Stated task: Repeat exactly, and only, the lines from the one holding "TARGET: wooden cabinet" through the last line of the records below.

** START OF Materials provided **

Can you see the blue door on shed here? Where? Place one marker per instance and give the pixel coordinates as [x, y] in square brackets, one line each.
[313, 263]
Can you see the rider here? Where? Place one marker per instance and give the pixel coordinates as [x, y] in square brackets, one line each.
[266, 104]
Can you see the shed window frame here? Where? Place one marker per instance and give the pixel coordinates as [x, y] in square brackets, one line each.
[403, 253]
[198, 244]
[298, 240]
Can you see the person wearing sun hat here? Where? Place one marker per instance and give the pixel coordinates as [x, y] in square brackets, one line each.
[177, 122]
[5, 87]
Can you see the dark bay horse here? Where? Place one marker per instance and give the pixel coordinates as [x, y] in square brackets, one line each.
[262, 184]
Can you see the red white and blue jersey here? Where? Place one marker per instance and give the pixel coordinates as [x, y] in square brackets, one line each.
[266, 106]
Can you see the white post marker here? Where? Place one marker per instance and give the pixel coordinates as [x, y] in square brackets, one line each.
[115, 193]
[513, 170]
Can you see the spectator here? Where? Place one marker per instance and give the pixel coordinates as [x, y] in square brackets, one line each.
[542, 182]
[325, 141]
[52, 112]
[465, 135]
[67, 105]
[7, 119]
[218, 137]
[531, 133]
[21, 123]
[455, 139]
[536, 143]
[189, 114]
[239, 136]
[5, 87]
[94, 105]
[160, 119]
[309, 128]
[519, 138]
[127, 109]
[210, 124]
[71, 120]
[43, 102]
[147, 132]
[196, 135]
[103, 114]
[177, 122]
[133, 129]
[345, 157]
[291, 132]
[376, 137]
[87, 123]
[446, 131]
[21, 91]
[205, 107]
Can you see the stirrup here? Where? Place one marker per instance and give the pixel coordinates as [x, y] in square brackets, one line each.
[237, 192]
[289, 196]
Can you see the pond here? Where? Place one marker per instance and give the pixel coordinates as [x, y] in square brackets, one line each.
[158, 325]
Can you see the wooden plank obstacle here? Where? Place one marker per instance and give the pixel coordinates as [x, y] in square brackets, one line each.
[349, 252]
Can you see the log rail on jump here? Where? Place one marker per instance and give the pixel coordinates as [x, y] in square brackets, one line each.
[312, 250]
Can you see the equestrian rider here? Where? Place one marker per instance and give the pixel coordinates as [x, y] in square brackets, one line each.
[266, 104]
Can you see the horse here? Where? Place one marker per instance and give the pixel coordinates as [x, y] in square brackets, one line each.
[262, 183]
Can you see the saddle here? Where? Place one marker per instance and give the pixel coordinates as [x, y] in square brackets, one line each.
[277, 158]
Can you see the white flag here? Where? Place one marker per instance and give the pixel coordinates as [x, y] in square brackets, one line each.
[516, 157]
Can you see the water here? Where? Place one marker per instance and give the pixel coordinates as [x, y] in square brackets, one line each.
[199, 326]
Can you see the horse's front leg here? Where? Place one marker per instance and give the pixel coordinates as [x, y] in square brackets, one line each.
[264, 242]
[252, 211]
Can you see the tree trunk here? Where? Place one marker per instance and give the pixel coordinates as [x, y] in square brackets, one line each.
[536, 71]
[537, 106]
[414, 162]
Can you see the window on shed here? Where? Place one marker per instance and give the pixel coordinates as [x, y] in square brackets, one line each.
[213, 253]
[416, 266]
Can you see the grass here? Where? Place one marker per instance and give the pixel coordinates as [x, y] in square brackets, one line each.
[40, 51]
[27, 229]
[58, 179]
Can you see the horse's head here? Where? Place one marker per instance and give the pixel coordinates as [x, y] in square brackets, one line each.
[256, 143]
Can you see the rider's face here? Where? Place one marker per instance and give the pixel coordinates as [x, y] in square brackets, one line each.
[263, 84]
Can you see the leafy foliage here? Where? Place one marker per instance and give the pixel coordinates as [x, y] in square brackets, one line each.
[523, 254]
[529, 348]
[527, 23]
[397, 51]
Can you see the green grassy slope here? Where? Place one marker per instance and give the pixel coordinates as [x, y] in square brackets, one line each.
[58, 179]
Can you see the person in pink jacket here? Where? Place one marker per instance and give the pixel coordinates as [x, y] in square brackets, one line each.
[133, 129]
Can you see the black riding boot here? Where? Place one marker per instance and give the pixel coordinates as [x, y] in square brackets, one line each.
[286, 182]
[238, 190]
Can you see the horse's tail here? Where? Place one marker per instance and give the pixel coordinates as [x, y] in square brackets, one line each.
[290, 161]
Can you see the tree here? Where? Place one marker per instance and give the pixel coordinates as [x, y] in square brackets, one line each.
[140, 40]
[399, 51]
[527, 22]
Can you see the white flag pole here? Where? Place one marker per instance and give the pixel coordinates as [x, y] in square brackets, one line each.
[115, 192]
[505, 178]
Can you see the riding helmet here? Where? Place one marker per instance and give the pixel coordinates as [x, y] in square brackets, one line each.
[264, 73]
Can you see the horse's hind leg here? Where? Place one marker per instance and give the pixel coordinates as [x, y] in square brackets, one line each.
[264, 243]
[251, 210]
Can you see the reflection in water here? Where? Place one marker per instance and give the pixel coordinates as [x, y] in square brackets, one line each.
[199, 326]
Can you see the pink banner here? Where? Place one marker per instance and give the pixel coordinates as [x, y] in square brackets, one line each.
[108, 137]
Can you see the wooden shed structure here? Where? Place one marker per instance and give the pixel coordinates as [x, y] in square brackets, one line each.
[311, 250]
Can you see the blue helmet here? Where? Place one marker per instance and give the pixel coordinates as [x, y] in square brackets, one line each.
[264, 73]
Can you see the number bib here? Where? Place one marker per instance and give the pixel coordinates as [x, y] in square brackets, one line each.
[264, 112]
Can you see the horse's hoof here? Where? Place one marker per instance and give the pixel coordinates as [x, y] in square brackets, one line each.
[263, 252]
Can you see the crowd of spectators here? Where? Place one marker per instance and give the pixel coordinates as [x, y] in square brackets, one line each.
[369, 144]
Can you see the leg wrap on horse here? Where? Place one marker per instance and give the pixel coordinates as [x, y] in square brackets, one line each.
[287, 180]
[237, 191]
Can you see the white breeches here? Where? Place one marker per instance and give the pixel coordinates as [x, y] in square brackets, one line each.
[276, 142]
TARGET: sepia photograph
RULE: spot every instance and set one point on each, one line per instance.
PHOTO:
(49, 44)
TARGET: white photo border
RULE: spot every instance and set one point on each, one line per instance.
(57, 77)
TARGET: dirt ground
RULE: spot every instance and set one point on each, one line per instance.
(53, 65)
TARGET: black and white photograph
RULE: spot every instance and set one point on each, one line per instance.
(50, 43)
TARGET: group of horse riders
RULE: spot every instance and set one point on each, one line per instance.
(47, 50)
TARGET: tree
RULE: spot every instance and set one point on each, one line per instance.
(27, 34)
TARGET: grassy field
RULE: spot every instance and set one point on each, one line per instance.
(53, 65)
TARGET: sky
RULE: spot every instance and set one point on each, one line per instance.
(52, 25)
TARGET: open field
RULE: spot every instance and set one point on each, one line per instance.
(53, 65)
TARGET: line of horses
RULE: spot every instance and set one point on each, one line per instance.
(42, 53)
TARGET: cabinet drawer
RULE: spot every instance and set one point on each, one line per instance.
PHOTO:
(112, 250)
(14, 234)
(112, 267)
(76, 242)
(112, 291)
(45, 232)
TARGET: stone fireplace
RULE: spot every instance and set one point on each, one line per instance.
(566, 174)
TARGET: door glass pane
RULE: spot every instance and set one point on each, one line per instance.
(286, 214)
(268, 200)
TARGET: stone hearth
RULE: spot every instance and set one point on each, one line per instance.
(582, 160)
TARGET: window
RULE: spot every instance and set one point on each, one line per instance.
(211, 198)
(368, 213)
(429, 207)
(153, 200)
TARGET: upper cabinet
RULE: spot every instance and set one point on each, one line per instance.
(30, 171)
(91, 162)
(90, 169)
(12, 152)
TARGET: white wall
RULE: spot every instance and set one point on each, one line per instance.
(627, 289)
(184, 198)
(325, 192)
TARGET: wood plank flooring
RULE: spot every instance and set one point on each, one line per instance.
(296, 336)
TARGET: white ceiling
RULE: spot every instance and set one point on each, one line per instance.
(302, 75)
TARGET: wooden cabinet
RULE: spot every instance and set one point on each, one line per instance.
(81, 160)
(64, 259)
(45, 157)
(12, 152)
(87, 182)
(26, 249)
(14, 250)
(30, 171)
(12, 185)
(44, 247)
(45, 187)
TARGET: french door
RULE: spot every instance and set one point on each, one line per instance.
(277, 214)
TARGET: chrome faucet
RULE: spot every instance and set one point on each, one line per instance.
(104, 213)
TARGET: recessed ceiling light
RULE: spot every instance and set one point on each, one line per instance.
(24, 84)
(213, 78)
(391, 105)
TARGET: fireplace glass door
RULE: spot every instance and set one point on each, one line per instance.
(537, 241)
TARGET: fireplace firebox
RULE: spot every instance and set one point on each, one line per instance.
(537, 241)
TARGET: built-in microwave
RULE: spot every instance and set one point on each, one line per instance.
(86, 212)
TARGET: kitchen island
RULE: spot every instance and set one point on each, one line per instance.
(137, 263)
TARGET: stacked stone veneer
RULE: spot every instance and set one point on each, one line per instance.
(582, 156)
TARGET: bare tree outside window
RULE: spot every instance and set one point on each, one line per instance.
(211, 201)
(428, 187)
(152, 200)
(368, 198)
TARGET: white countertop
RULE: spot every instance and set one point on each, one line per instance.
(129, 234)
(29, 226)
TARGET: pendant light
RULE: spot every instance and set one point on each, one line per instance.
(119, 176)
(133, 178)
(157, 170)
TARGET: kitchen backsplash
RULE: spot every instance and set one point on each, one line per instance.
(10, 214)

** END OF Materials provided **

Answer for this exercise:
TARGET: wooden cabinet
RULE: spot every instance and set one point on each, one line per instance.
(81, 160)
(64, 259)
(45, 157)
(12, 152)
(87, 182)
(26, 249)
(14, 250)
(30, 171)
(12, 185)
(44, 247)
(45, 187)
TARGET: french door
RULE: spot every instance and set one point on each, one line per instance.
(277, 214)
TARGET: chrome faucet
RULE: spot every instance and set one point on each, one line per instance.
(104, 213)
TARGET: recessed ceiling light
RULE: spot every instance and set one point on each, one line per instance.
(24, 84)
(213, 78)
(391, 105)
TARGET: fireplace glass door
RULE: spot every instance and set one point on each, one line per instance.
(537, 241)
TARGET: fireplace firebox
RULE: spot every instance and set one point on each, one line per instance.
(537, 241)
TARGET: built-in microwave
RULE: spot every instance and set one point on each, one line per instance.
(86, 212)
TARGET: kitchen island
RULE: spot every instance and set one point on each, one line per instance.
(137, 263)
TARGET: stacked stone veneer
RULE: spot every instance and set one point on each, one line per instance.
(582, 156)
TARGET: bare tree outside window
RULE: spot every instance and set one point on each, one line per instance.
(211, 201)
(428, 187)
(152, 200)
(368, 198)
TARGET: white countertop
RULE: spot every instance and set one point on each, one line per instance.
(129, 234)
(29, 226)
TARGET: pendant light
RULE: spot every instance and set one point on each, one line per instance.
(119, 176)
(133, 178)
(157, 170)
TARGET: kitchen backsplash
RULE: spot every instance and set one point on each, one line per instance.
(10, 214)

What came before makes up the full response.